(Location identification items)
☆ ☆ ☆ ☆ ☆

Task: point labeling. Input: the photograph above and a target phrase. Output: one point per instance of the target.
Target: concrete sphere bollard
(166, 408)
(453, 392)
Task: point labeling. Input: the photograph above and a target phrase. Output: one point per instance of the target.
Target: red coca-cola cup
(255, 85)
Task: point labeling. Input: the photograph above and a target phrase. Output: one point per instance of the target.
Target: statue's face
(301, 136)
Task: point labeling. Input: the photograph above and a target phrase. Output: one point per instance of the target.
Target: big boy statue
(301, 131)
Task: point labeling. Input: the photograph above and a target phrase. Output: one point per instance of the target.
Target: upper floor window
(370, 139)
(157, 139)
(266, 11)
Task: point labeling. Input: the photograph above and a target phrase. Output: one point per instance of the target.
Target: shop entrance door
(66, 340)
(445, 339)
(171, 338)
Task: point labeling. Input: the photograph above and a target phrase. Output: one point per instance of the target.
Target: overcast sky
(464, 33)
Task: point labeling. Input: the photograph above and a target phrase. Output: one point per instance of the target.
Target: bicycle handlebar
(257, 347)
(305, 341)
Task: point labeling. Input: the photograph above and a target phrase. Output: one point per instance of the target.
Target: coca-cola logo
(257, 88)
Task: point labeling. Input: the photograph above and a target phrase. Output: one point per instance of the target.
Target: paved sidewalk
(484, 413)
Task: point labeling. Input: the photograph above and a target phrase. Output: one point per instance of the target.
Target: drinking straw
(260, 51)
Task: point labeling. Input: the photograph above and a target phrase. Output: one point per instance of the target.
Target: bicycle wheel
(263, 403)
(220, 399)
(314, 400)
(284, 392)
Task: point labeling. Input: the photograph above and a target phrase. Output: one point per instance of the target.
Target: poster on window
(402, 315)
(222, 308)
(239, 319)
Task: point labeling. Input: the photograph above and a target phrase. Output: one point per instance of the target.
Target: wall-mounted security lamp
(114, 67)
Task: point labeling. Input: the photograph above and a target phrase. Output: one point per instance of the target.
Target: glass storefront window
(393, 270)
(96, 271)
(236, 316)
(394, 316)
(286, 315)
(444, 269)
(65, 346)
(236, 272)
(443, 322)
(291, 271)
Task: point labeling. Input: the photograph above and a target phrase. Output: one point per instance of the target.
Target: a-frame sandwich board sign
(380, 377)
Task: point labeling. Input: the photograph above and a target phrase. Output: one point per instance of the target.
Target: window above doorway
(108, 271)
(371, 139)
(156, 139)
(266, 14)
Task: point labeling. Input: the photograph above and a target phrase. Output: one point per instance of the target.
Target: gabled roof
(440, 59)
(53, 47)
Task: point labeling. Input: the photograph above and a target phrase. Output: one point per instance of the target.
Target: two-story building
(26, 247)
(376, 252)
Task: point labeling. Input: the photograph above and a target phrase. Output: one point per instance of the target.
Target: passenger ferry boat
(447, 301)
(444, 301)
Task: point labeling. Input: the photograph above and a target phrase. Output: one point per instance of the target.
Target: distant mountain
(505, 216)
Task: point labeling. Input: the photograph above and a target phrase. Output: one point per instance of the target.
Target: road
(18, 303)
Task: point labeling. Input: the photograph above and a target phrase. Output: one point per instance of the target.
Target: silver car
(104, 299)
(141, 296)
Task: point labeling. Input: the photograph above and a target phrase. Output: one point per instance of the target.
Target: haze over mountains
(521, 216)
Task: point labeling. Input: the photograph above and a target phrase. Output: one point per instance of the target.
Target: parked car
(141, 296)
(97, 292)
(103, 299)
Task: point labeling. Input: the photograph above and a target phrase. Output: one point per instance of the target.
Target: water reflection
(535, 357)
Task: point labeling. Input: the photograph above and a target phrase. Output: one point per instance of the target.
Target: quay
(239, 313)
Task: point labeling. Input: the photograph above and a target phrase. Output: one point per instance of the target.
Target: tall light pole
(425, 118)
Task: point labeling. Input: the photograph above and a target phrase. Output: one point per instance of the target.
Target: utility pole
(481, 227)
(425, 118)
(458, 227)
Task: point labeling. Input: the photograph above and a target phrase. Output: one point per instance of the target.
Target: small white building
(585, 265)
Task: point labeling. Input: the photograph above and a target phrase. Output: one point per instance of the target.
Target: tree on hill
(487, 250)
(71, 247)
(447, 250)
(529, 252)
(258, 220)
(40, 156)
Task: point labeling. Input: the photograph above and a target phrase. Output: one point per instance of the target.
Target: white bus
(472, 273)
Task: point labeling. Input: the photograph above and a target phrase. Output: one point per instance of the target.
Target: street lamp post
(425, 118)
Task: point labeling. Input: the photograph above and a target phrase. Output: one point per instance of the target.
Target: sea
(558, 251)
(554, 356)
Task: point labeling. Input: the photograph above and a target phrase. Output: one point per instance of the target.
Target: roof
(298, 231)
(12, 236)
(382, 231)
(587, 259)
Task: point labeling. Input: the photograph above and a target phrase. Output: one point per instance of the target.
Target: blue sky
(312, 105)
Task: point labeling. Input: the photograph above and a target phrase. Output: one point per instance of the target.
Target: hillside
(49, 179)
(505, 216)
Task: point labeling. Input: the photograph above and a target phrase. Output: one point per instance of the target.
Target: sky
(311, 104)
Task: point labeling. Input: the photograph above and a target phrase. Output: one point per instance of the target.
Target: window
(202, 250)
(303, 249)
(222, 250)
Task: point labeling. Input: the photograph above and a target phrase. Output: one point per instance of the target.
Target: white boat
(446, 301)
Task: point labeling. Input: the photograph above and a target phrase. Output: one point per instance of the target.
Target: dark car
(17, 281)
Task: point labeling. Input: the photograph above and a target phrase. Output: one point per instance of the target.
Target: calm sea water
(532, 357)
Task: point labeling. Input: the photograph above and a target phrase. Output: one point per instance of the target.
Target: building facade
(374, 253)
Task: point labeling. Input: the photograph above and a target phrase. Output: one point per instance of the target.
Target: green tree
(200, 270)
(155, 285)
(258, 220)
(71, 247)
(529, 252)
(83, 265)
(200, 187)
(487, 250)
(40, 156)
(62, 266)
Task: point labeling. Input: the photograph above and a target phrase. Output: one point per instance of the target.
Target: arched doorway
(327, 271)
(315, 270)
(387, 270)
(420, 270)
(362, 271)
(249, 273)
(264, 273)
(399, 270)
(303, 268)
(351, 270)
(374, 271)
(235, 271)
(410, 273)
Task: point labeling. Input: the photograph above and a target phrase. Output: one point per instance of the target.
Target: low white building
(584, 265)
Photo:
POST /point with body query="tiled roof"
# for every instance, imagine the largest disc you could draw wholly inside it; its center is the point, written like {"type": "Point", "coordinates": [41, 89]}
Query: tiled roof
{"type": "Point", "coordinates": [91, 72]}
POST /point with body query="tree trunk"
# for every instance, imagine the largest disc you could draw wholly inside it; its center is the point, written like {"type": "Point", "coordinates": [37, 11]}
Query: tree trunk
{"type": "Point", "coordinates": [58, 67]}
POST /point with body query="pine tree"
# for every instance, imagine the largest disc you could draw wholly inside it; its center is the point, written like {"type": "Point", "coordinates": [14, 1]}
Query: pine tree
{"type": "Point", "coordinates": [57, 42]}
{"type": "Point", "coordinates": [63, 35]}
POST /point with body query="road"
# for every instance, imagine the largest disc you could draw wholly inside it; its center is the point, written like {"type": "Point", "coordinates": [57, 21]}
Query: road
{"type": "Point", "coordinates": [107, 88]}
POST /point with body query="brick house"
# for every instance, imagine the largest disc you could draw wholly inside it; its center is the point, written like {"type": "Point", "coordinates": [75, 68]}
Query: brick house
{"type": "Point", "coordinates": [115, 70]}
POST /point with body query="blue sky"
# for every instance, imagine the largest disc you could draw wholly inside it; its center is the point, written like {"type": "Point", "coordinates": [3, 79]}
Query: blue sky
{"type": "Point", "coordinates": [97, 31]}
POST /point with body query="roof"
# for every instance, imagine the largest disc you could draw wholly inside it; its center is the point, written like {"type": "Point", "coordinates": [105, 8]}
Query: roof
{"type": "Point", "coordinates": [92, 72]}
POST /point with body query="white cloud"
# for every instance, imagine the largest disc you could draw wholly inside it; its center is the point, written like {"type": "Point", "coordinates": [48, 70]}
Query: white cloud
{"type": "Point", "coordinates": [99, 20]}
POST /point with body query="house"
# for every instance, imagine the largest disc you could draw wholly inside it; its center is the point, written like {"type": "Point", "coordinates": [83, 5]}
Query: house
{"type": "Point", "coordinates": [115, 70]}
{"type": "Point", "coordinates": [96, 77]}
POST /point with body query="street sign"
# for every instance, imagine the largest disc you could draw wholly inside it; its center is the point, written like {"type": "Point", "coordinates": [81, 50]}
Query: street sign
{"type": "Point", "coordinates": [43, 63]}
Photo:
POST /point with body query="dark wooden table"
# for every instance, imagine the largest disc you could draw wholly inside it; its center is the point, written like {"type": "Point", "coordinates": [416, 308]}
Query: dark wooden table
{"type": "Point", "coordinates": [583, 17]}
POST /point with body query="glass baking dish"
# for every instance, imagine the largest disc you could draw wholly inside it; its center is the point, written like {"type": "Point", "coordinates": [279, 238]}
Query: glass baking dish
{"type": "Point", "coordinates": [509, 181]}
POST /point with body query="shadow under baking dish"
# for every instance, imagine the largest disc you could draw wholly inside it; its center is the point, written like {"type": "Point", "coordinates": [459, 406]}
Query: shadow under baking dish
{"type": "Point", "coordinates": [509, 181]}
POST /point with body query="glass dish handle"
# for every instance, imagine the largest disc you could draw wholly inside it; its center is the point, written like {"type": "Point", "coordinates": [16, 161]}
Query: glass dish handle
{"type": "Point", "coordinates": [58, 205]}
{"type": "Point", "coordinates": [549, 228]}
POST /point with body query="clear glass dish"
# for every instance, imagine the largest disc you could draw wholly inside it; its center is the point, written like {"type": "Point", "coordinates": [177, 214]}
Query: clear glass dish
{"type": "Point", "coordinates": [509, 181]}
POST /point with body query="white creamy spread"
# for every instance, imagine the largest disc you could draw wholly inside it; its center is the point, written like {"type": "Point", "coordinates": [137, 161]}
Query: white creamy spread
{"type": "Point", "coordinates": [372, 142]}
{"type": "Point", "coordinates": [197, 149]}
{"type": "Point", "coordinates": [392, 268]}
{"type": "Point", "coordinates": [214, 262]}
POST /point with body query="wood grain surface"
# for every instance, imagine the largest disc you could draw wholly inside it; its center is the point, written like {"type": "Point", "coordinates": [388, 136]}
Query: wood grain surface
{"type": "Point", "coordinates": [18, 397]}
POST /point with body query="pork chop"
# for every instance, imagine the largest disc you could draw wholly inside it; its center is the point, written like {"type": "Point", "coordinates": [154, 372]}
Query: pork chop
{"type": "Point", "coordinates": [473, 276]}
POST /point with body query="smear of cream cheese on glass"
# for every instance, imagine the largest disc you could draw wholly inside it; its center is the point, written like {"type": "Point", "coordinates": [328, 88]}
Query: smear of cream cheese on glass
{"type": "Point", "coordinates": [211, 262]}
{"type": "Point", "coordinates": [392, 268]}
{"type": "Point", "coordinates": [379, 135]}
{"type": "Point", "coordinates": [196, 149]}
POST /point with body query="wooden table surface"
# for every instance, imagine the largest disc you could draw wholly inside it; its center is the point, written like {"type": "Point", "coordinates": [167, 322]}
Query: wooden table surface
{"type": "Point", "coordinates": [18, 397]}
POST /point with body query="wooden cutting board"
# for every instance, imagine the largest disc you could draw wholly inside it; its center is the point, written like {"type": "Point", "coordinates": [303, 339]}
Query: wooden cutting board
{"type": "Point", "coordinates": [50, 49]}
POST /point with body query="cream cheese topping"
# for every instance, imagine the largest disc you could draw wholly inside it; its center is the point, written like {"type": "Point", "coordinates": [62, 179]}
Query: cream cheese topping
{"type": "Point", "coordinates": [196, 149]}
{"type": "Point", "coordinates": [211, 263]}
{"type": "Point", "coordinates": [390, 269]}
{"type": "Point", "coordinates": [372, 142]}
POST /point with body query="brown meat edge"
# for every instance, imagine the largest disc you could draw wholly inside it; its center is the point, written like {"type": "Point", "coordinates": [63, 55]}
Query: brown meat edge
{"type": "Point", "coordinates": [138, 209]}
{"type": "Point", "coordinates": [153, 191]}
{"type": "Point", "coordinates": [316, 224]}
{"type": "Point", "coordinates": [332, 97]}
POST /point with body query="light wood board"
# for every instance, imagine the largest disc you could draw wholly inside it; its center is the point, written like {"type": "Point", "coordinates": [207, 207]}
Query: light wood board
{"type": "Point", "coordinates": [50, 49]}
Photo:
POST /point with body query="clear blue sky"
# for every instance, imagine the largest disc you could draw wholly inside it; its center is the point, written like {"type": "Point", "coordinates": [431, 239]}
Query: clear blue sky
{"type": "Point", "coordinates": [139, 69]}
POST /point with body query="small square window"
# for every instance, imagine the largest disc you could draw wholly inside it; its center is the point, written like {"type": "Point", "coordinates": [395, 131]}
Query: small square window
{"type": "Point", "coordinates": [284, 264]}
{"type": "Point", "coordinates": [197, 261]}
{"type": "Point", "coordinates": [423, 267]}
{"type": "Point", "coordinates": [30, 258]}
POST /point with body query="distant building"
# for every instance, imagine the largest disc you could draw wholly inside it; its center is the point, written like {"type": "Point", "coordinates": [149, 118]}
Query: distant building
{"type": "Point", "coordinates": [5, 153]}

☆ ☆ ☆ ☆ ☆

Count how many lines of the items above contain the string "under", treating case as significant, and reply with only that number.

2